A version of this article originally appeared in the Record.
Ukraine’s internet networks have suffered increasing disruptions in recent days as Russia continues its assault, threatening to sever the country’s ability to court diplomatic allies online and share images of apparent attacks on civilian targets, including hospitals.
Ukraine has a fairly sophisticated networking infrastructure that allowed the country to stay mostly online during the assault, despite some local and regional outages around areas with the fiercest fighting. But data shared by global network monitors last week suggests the country’s networks face ongoing physical and digital threats that have significantly degraded local service.
On Twitter, Doug Madory, director of internet analysis at Kentik, flagged Thursday major apparent national-level outages at two local providers, Ukrtelecom and Triolan. Global network data reflected the vast majority of traffic involving the providers dropping off for roughly 40 minutes at Ukrtelecom and more than a day at Triolan. Triolan is a collective of independent network operators in Ukraine that is a major broadband provider in the country—typically among the top five to 10 carriers in terms of global traffic flow, according to Madory.
But web traffic involving Triolan dropped dramatically around 10:30 p.m. local time on Wednesday, and remained below half of normal levels based on assessments from Madory and traffic flows from the Internet Outage Detection and Analysis Project at Georgia Tech University through Friday

According to a statement posted to Telegram by Triolan on Thursday, service disruptions were attributed to what the company described as a second round of cyberattacks that disabled routing equipment in ways that left them unable to remotely recover service.
“This is a vicious strategy of the enemy, who is trying to damage information networks and leave people without communication,” according to a translation of the statement. “We are trying to stop the attackers as soon as possible and resume the network in all areas.”
In Telegram post Sunday, Triolan said it was working with teams to manually restore networks—at times operating around local emergency curfews—and estimated service would be restored on Monday. Data from IODA Monday showed a return to just under 80 percent of pre-disruption capacity.
Triolan normally represents a major broadband provider in the country, according to Madory.
The national disruption at Ukrtelecom Thursday was much shorter and also was not complete, but disrupted the majority of traffic, according to Madory. The cause of the issue is unclear.
Madory previously flagged a three-hour apparent near complete disruption of Ukrtelecom access on March 8.

Parts of the exercise:
A: From the article on Ukraine's internet disruptions, output the passage that begins at the words "The national disruption" and stops after the words "on March 8.", copied with no changes.
B: In the article on Ukraine's internet disruptions, what position does Doug Madory hold?
C: Resume the article on Ukraine's internet disruptions, picking up after its last sentence.

Record extracts:
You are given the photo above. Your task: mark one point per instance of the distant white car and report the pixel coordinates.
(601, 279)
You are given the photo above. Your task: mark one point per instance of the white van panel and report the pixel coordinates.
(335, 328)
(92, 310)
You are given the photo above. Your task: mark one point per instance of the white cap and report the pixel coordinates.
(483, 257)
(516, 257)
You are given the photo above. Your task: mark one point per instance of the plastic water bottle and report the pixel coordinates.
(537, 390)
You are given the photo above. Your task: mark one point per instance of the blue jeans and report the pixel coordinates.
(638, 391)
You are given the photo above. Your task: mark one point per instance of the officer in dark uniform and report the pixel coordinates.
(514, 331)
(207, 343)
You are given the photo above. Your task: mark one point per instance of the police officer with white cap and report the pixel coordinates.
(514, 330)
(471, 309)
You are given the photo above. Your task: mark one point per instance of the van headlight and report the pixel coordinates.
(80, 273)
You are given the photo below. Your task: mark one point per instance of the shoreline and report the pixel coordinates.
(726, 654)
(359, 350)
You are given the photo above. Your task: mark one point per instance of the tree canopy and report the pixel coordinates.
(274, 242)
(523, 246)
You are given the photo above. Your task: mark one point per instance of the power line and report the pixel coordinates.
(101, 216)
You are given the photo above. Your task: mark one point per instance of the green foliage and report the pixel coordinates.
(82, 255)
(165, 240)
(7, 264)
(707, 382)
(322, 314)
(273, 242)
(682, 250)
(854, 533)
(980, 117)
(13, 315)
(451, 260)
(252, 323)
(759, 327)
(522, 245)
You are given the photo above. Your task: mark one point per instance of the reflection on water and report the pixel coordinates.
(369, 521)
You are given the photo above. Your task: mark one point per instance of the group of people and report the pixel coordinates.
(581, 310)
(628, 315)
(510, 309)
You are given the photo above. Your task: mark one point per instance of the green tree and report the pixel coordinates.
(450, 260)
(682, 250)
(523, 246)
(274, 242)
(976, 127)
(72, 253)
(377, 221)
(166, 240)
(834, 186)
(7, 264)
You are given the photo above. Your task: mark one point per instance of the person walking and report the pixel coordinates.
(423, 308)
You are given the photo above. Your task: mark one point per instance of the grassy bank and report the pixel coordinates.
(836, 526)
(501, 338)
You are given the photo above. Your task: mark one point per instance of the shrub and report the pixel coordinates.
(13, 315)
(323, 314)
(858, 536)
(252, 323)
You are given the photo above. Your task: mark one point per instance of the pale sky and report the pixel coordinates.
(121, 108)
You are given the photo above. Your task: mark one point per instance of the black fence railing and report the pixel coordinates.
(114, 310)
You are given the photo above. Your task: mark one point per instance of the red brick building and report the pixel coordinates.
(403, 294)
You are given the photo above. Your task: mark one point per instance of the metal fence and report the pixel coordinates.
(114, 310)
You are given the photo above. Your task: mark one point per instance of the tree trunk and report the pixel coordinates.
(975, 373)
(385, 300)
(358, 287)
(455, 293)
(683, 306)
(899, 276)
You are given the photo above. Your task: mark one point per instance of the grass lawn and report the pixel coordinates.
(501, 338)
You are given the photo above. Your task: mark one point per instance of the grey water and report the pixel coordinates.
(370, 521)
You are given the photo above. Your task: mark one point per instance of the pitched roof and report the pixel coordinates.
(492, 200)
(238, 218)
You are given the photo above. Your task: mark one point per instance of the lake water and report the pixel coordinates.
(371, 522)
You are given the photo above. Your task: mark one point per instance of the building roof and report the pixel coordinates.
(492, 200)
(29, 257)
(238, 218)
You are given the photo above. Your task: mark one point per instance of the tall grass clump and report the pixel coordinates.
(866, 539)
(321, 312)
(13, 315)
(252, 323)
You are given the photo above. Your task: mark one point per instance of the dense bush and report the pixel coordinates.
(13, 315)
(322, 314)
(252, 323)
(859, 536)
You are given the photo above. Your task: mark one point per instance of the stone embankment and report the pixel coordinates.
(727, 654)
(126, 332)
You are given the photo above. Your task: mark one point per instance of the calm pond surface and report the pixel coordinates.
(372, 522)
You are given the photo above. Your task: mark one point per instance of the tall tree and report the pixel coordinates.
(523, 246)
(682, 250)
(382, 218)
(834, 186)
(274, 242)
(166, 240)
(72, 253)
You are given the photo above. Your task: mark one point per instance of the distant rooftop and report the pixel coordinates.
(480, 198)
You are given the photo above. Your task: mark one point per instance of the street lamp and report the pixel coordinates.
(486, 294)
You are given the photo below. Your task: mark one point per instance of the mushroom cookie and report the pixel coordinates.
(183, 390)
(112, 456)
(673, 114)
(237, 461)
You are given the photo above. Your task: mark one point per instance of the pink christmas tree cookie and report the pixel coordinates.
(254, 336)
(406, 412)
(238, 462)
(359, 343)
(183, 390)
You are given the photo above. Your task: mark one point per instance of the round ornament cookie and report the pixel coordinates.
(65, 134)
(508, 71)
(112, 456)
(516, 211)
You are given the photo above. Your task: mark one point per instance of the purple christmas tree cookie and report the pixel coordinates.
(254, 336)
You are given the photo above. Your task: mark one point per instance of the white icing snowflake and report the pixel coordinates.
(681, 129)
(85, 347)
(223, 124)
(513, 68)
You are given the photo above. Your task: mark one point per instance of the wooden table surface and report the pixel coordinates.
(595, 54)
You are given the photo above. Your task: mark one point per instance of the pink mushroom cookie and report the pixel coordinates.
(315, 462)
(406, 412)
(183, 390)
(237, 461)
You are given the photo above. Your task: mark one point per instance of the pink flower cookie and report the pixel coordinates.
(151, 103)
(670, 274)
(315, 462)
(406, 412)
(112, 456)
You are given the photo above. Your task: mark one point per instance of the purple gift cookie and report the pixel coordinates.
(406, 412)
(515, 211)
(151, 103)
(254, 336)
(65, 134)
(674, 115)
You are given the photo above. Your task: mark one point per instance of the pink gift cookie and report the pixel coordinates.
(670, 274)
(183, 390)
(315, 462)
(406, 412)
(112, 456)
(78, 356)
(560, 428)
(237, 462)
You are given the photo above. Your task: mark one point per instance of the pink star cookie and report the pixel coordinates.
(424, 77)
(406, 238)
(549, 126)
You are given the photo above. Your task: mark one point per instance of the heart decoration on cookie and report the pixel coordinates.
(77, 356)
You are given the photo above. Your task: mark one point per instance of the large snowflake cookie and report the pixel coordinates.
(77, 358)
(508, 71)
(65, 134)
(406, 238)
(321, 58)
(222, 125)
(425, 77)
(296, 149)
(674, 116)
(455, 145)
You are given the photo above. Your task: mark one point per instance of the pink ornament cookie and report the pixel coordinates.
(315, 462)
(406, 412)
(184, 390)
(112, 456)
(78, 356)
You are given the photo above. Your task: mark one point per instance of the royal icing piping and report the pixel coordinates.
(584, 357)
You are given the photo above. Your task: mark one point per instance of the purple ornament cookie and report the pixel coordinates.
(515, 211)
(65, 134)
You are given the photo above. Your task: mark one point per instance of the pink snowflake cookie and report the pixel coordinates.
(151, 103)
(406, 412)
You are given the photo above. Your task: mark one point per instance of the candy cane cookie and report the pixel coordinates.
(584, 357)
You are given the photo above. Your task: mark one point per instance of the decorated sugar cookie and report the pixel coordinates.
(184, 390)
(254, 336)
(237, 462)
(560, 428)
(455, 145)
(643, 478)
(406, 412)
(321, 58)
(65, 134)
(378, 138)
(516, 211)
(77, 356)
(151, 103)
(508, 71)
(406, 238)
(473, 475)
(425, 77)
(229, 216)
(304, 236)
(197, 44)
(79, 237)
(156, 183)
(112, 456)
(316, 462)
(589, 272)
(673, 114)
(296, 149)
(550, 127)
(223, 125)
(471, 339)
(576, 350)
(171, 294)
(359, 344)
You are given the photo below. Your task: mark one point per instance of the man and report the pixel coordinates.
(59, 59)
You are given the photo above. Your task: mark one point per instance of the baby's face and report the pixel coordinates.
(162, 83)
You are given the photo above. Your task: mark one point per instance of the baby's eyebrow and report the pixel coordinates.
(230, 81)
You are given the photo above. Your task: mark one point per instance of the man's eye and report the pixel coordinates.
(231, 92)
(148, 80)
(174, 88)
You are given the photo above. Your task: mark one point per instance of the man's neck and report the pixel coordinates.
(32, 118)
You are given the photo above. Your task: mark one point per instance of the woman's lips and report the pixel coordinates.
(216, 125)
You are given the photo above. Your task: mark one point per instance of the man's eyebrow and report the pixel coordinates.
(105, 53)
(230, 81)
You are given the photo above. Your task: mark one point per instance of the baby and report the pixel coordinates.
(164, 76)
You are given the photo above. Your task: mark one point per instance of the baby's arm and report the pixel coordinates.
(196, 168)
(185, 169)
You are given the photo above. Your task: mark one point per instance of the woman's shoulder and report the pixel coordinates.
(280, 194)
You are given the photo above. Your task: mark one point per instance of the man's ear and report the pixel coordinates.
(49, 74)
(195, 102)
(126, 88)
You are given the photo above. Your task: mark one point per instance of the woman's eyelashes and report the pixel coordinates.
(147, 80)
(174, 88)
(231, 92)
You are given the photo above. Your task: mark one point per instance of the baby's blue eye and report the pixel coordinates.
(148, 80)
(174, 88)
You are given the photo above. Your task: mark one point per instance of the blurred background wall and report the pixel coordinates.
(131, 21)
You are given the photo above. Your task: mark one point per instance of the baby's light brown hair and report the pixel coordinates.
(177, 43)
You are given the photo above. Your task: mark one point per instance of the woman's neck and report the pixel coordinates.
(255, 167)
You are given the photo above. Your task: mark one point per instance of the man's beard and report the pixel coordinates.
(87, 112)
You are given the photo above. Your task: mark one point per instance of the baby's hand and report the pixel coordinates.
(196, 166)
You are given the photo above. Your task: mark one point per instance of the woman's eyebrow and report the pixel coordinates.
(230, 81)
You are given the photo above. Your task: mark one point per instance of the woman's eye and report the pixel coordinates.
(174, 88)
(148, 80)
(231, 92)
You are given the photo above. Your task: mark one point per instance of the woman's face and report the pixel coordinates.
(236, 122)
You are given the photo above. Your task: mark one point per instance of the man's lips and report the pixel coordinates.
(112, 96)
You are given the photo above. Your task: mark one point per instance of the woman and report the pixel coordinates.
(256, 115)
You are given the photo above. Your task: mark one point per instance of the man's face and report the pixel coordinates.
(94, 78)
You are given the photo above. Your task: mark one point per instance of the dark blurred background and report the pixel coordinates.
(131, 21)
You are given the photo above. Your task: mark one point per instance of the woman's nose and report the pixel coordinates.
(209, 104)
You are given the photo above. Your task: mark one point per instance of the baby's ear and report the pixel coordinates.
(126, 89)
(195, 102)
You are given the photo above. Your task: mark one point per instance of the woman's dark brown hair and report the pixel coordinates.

Answer section:
A:
The national disruption at Ukrtelecom Thursday was much shorter and also was not complete, but disrupted the majority of traffic, according to Madory. The cause of the issue is unclear.
Madory previously flagged a three-hour apparent near complete disruption of Ukrtelecom access on March 8.

B: He is director of internet analysis at Kentik.

C:
Ukrtelecom is Ukraine’s incumbent telecommunication provider and a major provider for mobile and broadband internet access in the country. The company previously reported several regional outages in an update on March 5, adding that its crews had restored services to Vinnytsia, Zhytomyr, Rivne, Volyn, Khmelnytsky, Lviv, and Ternopil—regions that were disrupted by hostilities. In that update, the company also noted continued disruptions in Chernihiv, Sumy and Kherson regions due to fighting.
Ukrtelecom did not immediately respond to an inquiry about recent traffic disruptions.
Ukrtelecom was previously a state-controlled entity, but is now owned by the country’s richest person, Rinat Akhmetov, via the holding company System Capital Management, or SCM. Akhmetov has long been seen as aligned with Russian interests in the country, including former Ukrainian leader Ukrainian Victor Yanukovych who was deposed in a 2014 revolution after violently cracking down on protesters.
According to the report on the investigation into Russian influence operations during the 2016 U.S. presidential election led by special prosecutor Robert Mueller, Akhmetov hired future Donald Trump presidential campaign manager Paul Manafort to promote Yanukovych’s political party in 2005. (Manafort pleaded guilty to criminal counts related to that investigation, including failing to register as a foreign agent of Ukraine, and was sentenced to years in prison, but released to home confinement during the pandemic in 2020.)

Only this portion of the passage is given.